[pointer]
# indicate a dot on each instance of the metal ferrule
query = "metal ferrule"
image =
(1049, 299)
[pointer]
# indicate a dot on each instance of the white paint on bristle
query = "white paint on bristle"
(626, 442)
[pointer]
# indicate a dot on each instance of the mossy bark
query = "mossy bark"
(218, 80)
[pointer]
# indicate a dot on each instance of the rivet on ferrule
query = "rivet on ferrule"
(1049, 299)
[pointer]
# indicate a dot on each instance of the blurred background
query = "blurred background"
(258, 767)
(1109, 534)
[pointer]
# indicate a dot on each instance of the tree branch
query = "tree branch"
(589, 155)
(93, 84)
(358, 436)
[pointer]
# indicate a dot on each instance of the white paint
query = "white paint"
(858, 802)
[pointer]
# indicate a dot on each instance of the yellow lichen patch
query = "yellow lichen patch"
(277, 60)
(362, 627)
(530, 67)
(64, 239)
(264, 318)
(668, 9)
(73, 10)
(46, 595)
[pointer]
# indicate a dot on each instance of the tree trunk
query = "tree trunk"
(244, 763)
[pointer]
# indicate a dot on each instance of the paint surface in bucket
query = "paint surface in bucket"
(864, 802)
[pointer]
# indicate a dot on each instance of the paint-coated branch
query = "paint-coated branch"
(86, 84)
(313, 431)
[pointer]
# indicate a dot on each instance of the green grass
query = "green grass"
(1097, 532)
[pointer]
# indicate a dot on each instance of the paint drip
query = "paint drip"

ENUNCIADO DE LA TAREA:
Reúne todas las líneas del material que contengan la palabra "lichen".

RESULTADO:
# indicate a dot on each instance of the yellow lichen patch
query = "yellow lichen patch"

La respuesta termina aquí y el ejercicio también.